Saved data entries:
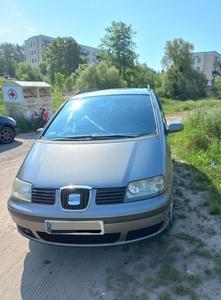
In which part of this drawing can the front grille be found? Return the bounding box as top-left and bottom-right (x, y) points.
(61, 188), (90, 210)
(96, 187), (126, 204)
(126, 222), (164, 241)
(32, 186), (126, 206)
(32, 188), (55, 205)
(37, 231), (121, 245)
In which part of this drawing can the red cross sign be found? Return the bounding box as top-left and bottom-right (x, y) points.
(8, 89), (17, 100)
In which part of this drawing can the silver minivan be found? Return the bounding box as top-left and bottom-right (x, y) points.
(8, 88), (183, 246)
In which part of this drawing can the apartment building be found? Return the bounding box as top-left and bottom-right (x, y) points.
(24, 35), (54, 66)
(192, 51), (221, 86)
(80, 45), (101, 64)
(24, 35), (101, 67)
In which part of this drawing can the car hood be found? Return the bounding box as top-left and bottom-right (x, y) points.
(18, 137), (164, 188)
(0, 115), (16, 126)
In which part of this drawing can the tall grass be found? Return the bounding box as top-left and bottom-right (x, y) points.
(170, 105), (221, 215)
(161, 97), (221, 114)
(52, 91), (66, 111)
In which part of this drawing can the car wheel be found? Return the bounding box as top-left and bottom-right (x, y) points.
(0, 126), (15, 144)
(165, 202), (174, 232)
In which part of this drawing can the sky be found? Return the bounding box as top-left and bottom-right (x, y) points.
(0, 0), (220, 72)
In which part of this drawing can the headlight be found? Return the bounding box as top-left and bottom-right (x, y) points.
(125, 176), (165, 202)
(11, 178), (32, 202)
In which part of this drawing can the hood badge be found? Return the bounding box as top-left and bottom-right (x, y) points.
(68, 193), (81, 205)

Requirement> Could you please return the entries above exactly, minus the pictures?

Answer section>
In which part of this drawing can the front grille be found? Return the bounding box as top-left and bottom-right (x, y) points.
(61, 188), (90, 210)
(96, 187), (126, 204)
(126, 222), (164, 241)
(32, 186), (126, 206)
(32, 188), (55, 205)
(37, 231), (121, 245)
In which part of this drawing can the red cross sign be found? Return the bounding box as top-left and bottom-right (x, y) points.
(8, 89), (17, 100)
In which part of this drawing can the silver minivan be found? Return the bounding box as top-left and bottom-right (x, y) points.
(8, 88), (183, 246)
In which part of this drawing can the apartment building be found? Return the bounding box as top-left and bottom-right (x, y) points.
(24, 35), (54, 66)
(192, 51), (221, 86)
(80, 45), (101, 64)
(24, 35), (101, 67)
In which part of this drawing can the car hood be found? Return the bounding box as top-left and bottom-right (x, y) points.
(18, 137), (164, 188)
(0, 115), (16, 126)
In which part of this drawing can the tall grass be found? Return the bounding box as top-left and bottom-right (x, y) points.
(170, 105), (221, 215)
(161, 97), (221, 114)
(52, 91), (66, 111)
In which part of this drawing can the car wheel be found? Return the bounding box as top-left and bottom-right (x, y) points.
(0, 126), (15, 144)
(165, 202), (174, 232)
In which part of this drawing can the sky be found? Return the bounding box as top-left and bottom-right (x, y) points.
(0, 0), (220, 72)
In which part of this drawing can the headlight be found? Return the bounding box as top-left and bottom-right (x, y) points.
(125, 176), (165, 202)
(11, 178), (32, 202)
In which part of this drawing can the hood badge be found? Return the bounding box as top-left and bottom-right (x, y) points.
(68, 193), (81, 205)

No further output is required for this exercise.